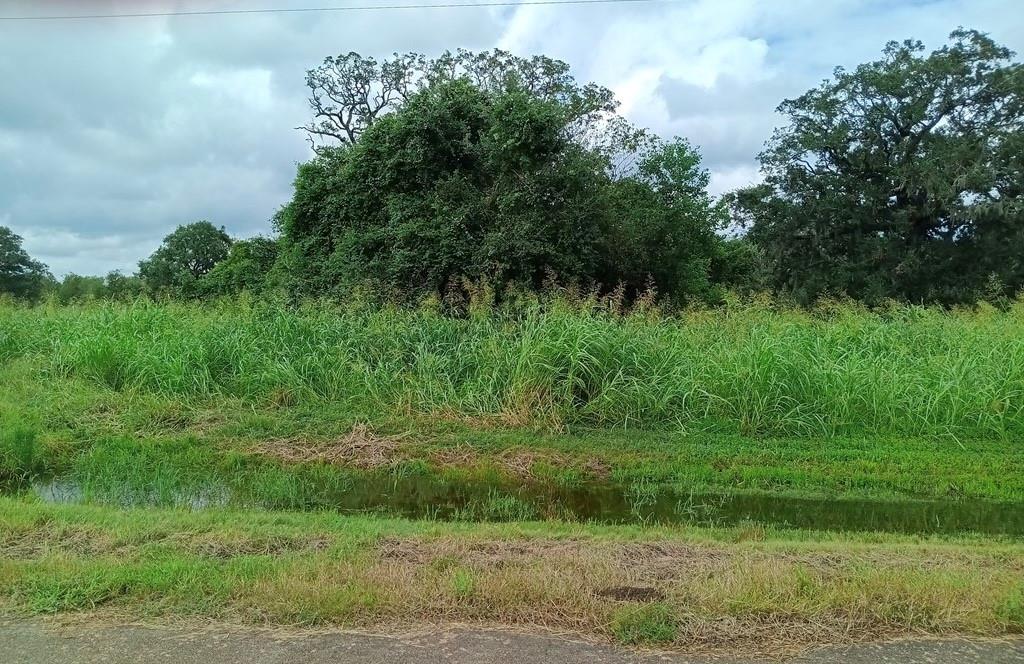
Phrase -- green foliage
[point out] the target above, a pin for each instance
(20, 453)
(19, 275)
(493, 176)
(902, 178)
(652, 624)
(75, 288)
(749, 368)
(185, 255)
(245, 270)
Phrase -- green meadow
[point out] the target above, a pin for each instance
(201, 460)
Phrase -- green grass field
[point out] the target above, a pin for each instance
(153, 411)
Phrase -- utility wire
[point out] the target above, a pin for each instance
(434, 5)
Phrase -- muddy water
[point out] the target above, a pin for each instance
(429, 498)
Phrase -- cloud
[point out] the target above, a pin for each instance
(114, 132)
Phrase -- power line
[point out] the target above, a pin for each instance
(434, 5)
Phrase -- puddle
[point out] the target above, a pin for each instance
(428, 498)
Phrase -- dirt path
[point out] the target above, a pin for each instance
(37, 641)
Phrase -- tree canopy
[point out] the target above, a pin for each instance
(184, 256)
(901, 178)
(20, 276)
(499, 168)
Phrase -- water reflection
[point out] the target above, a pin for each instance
(430, 498)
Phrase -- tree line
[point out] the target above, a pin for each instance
(901, 178)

• WHAT THE EXERCISE ASKS
Each line above that contains the string "green" should be identified and copied.

• ANSWER FOR THE TASK
Phrase -- green foliage
Phrase -- green meadow
Phrase -- green grass field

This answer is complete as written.